* [COMPITO ASSEGNATO]: Restituisci tutte le voci riportate sotto, riga per riga, senza alcuna modifica.

****

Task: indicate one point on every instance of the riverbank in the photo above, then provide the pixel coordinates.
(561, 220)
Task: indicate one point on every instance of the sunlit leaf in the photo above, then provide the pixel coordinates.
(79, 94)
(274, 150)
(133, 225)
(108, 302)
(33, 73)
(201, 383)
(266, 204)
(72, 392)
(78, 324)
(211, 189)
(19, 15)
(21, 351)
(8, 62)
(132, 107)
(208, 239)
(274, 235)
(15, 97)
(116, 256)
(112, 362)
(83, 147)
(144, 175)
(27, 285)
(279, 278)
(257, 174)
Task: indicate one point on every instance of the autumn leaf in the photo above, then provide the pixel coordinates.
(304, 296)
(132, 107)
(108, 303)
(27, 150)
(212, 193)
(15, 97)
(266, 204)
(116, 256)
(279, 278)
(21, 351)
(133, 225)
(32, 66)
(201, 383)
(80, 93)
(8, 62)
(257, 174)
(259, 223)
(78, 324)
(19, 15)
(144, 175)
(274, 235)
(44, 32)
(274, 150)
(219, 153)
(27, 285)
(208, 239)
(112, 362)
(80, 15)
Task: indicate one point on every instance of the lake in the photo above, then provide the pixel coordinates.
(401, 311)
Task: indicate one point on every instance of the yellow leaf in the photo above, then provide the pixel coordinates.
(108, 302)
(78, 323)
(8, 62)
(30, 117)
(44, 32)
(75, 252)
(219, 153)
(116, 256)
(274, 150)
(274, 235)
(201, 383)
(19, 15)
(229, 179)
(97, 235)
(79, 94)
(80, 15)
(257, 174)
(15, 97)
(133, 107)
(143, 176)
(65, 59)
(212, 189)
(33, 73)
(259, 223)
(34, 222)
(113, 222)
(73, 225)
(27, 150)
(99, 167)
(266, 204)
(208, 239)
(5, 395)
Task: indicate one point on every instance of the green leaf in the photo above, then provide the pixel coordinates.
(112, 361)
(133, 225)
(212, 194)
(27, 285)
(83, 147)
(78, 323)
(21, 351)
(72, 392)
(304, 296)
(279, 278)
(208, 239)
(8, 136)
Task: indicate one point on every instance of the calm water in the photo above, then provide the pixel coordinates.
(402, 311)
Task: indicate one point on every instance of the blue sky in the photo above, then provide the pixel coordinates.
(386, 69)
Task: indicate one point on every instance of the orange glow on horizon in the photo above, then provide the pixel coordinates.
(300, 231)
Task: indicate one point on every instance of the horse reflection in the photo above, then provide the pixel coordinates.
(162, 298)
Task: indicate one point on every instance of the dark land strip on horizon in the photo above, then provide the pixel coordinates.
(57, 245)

****

* [SOLUZIONE]:
Task: indicate one point on every instance of the riverbank in the photo above, then provide the pixel coordinates.
(561, 220)
Task: indicate one point on every instance of the sunlit leaf in the photo above, then provide the pixel coordinates.
(79, 94)
(274, 150)
(133, 225)
(108, 302)
(33, 73)
(201, 383)
(266, 204)
(72, 392)
(78, 324)
(211, 189)
(19, 15)
(21, 351)
(8, 62)
(132, 107)
(208, 239)
(274, 235)
(15, 97)
(116, 256)
(112, 362)
(83, 147)
(144, 175)
(27, 285)
(279, 278)
(257, 174)
Task: indicate one point on every instance of the autumn leaf in the photo above, then provide the pixel coordinates.
(304, 296)
(132, 107)
(108, 303)
(27, 150)
(212, 193)
(15, 97)
(266, 204)
(116, 256)
(279, 278)
(21, 351)
(133, 225)
(32, 66)
(201, 383)
(80, 93)
(8, 62)
(257, 174)
(259, 223)
(78, 324)
(19, 15)
(144, 175)
(274, 235)
(44, 32)
(274, 150)
(219, 153)
(27, 285)
(208, 239)
(112, 362)
(80, 15)
Task: indicate one point on every instance of the lake in the photo above, then provide the pixel coordinates.
(401, 311)
Task: indicate one point on every instance of the yellow leaf in the photo above, then provide the pixel coordinates.
(108, 302)
(78, 323)
(8, 62)
(30, 117)
(44, 32)
(75, 252)
(219, 153)
(116, 256)
(274, 150)
(274, 235)
(201, 383)
(19, 15)
(229, 179)
(97, 235)
(79, 94)
(80, 15)
(257, 174)
(15, 97)
(133, 107)
(143, 176)
(65, 59)
(212, 189)
(33, 73)
(259, 223)
(34, 222)
(113, 222)
(73, 225)
(27, 150)
(99, 167)
(266, 204)
(208, 239)
(5, 395)
Task: indicate one point on every instance of the green leaf in the photo above, then provide the pixel coordinates.
(112, 361)
(133, 225)
(212, 194)
(27, 285)
(83, 147)
(78, 323)
(21, 351)
(72, 392)
(304, 296)
(279, 278)
(208, 239)
(8, 136)
Task: indicate one point on every instance of the calm water in the photo above, then provide the pixel coordinates.
(402, 311)
Task: indicate one point on every instance of the blue sky in the photo above, then provide the pixel coordinates.
(386, 69)
Task: indicate one point on every instance of the orange glow on horizon in the photo above, then provide the pixel coordinates.
(300, 231)
Task: indicate one point on every instance of the horse reflection in the photo above, then provide the pixel coordinates.
(162, 298)
Task: indicate one point on every instance of the dark land strip on horizon in the photo above, then provide the pixel coordinates.
(57, 245)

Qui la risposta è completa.